---- TASK DATA
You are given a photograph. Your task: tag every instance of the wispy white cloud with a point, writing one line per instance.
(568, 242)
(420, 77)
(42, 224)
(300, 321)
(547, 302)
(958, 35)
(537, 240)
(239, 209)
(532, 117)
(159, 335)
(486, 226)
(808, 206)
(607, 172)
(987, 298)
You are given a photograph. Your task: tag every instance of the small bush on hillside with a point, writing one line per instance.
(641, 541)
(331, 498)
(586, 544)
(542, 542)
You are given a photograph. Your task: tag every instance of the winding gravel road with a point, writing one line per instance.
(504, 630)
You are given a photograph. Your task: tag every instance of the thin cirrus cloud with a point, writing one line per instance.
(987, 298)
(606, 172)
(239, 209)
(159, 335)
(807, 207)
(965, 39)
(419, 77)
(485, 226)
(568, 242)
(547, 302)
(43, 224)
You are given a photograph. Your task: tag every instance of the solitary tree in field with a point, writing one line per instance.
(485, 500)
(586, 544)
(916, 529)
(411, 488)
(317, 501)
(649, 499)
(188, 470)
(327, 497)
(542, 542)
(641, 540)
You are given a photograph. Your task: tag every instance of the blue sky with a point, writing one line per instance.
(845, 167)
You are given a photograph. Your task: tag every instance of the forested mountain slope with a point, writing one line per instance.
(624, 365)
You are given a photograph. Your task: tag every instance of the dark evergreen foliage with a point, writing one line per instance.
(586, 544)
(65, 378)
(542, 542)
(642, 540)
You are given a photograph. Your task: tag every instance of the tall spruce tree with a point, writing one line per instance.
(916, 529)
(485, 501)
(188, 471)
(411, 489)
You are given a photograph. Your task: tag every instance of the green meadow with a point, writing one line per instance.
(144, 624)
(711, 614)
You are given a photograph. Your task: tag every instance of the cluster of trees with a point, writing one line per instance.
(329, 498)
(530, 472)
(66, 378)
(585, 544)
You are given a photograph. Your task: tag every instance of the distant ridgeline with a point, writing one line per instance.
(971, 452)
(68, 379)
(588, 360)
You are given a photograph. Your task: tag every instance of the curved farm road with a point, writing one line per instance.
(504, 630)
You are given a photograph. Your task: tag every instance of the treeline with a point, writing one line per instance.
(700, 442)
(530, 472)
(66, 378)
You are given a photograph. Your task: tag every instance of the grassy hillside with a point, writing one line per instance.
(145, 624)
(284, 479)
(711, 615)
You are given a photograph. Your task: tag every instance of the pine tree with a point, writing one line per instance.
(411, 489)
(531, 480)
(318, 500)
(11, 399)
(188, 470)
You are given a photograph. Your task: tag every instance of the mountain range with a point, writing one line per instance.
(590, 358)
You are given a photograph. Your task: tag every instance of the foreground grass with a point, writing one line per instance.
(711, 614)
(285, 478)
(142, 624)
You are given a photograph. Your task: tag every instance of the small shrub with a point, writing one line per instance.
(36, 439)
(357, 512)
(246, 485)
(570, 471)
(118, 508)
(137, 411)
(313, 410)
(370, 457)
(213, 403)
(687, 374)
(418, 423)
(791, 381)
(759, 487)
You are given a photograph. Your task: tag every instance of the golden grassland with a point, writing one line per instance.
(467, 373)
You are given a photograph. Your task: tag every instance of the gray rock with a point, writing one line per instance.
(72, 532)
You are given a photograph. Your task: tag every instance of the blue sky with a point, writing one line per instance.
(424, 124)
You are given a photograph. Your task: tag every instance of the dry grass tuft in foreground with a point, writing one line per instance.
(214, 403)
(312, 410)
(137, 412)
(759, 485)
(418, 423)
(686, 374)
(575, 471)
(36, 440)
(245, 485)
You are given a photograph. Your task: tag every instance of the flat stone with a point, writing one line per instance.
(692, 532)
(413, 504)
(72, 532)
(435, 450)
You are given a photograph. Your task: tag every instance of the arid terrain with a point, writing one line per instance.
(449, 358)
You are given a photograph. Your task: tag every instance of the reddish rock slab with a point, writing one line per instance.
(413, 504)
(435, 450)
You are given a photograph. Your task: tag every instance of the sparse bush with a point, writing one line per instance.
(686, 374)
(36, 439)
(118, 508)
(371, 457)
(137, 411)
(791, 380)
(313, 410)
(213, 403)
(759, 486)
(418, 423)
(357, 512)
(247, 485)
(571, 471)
--------
REQUIRED TASK: Exactly reproduce the material above.

ANSWER TO THIS PROBLEM:
You are given a photograph. Your task: tag every instance of the wispy white cloud with a point, writing one line per instance.
(568, 242)
(420, 77)
(42, 224)
(300, 321)
(547, 302)
(958, 35)
(537, 240)
(239, 209)
(532, 117)
(159, 335)
(486, 226)
(808, 206)
(607, 172)
(987, 298)
You are given a photograph. Your task: tag every instance of the small bush on hillside with a point, writing one line per instance.
(641, 541)
(331, 498)
(586, 544)
(542, 542)
You are given a photograph. Your task: tag every instance of the winding gravel road with a point, writing one line per instance.
(504, 630)
You are given a photograph. Your task: tag every instance of the thin cirrus cloud with a point, writing one line per instance.
(987, 298)
(606, 172)
(239, 209)
(159, 335)
(807, 207)
(965, 39)
(419, 77)
(485, 226)
(568, 242)
(547, 302)
(43, 224)
You are given a photograph. Your task: tag every instance of the solitary tree in field with a point, writing one line per instance.
(485, 500)
(586, 544)
(916, 529)
(411, 488)
(317, 501)
(649, 499)
(188, 470)
(327, 497)
(542, 542)
(641, 540)
You are given a photograph. Your task: tag every instance of the blue sky with a point, writing one line per instance.
(845, 167)
You are given a photograph. Your task: tag every instance of the forested mountain slope with a point, writing one line per instance.
(624, 365)
You are given a photograph. Your task: tag every instance of the dark evergreen foliage with a point, writing one line per instance.
(586, 544)
(65, 378)
(542, 542)
(642, 540)
You are given a photograph. Your task: tag every instance of the tall spruce tree with a point, writing one line per instance.
(916, 529)
(485, 501)
(188, 471)
(411, 489)
You are given a photograph. Your task: tag every instance of the green meadow with a point, writing one line per instance.
(144, 624)
(711, 614)
You are given a photograph. Your task: tag every instance of the cluster of trees with a point, writing one line per instance.
(329, 498)
(530, 472)
(66, 378)
(585, 544)
You are given a photograph. Your task: tag every instance of the distant ridgeline with a point, writing one line per instance.
(971, 452)
(68, 379)
(588, 360)
You are given a photograph. Your task: tag every instance of the curved farm road with a point, writing one line per instance.
(504, 630)
You are given a photograph. Your task: tag every instance of the treeline with a point, writing one line per instance.
(700, 442)
(530, 472)
(66, 378)
You are given a photograph. Your task: tag every instance of the grassy hillside with a point, writing one line per instance.
(145, 624)
(284, 479)
(711, 615)
You are given a photograph. Your task: tag every instance of the pine tree with a point, writing one line per instance.
(411, 489)
(531, 480)
(318, 500)
(11, 399)
(188, 470)
You are given a photograph. Your task: tag every instance of the mountain range with a point, writing one line per instance.
(590, 358)
You are given a photograph. Your task: tag every instance of the foreground grass with a point, writing one line per instance.
(711, 614)
(285, 478)
(142, 624)
You are given a photograph. Your task: tag every instance of the small shrub with a point, writing one line per instance.
(36, 439)
(357, 512)
(246, 485)
(570, 471)
(118, 508)
(137, 411)
(313, 410)
(370, 457)
(213, 403)
(687, 374)
(418, 423)
(791, 381)
(759, 487)
You are given a photograph. Your task: tag every instance of the golden grassland with a point, writing one line per instance.
(467, 373)
You are given a photograph. Your task: tag every instance of the gray rock with a point, writing one line per instance.
(72, 532)
You are given a photograph. Your task: tag every instance of the blue sky with a point, writing one line per instance.
(424, 124)
You are given a photograph. Your task: tag every instance of the dry grass tuft in foreground with a point, writing one line per instance.
(214, 403)
(312, 410)
(137, 412)
(759, 485)
(418, 423)
(686, 374)
(575, 471)
(36, 440)
(245, 485)
You are given a photograph. Your task: tag every instance of the flat stone with a point, writing one line per instance.
(692, 532)
(413, 504)
(72, 532)
(435, 450)
You are given a photograph. Your task: tag every instance of the arid terrain with a point, writing one line per instance.
(449, 358)
You are given a photograph. Your task: tag every instance of the reddish rock slab with a point, writing one line per instance.
(413, 504)
(435, 450)
You are given a photograph. Your task: tag every instance of the sparse bush with a point, writing one line per instance.
(686, 374)
(36, 439)
(118, 508)
(371, 457)
(137, 411)
(791, 380)
(313, 410)
(213, 403)
(759, 486)
(418, 423)
(357, 512)
(247, 485)
(571, 471)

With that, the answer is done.